Transcribe every line of the data below word for word, leaving out the pictures.

Data shown:
..........

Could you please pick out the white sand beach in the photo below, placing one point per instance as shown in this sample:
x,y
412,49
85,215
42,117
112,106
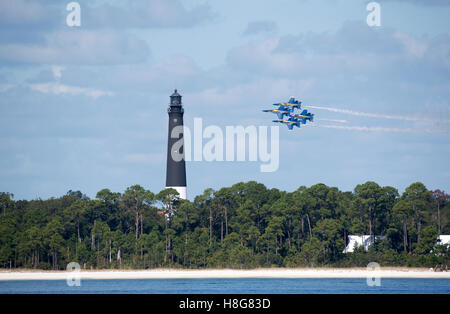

..........

Correct output:
Could you please pick out the white sand beach in the photo below, placing one point per instance as shown in this sample:
x,y
412,49
85,215
42,117
112,106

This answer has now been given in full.